**GOAL**
Extract each line of the items below that contains the string "white".

**Excerpt from a dataset**
· · · ·

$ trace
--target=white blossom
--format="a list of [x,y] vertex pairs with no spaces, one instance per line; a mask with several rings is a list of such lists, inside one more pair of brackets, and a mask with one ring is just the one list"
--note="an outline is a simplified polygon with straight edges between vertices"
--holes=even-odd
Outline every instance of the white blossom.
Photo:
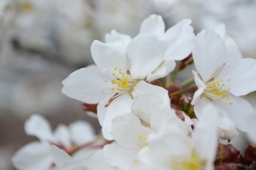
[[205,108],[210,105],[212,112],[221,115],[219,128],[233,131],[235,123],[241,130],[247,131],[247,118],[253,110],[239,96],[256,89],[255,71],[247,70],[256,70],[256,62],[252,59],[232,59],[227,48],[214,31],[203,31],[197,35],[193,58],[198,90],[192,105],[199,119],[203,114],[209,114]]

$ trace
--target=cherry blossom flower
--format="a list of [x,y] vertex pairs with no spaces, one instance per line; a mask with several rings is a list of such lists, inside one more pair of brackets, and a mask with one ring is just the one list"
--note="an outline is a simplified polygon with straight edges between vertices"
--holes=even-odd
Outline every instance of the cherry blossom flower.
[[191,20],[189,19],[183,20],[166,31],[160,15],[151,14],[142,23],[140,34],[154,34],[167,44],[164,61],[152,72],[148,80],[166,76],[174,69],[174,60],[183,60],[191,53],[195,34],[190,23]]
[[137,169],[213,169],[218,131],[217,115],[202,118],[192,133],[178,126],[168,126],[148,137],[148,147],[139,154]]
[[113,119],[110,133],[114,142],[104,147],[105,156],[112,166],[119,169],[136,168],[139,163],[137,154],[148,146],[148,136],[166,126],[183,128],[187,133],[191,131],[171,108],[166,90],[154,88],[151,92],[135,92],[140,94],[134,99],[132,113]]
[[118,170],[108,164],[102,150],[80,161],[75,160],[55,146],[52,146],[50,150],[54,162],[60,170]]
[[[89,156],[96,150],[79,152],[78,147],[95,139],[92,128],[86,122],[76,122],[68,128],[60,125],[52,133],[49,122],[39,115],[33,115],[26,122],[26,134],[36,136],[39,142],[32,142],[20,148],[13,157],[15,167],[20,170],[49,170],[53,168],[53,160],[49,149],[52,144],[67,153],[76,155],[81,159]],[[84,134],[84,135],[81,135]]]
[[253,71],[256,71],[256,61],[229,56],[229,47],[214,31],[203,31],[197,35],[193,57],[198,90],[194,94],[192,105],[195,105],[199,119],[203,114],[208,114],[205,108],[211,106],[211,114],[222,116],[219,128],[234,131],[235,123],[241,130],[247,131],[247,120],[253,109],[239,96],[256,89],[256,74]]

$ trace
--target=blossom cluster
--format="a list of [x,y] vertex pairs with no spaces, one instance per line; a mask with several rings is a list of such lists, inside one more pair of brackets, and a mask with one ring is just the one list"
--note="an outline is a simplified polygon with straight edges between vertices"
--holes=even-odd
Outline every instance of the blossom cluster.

· · · ·

**TASK RESULT**
--target=white blossom
Outline every instance of the white blossom.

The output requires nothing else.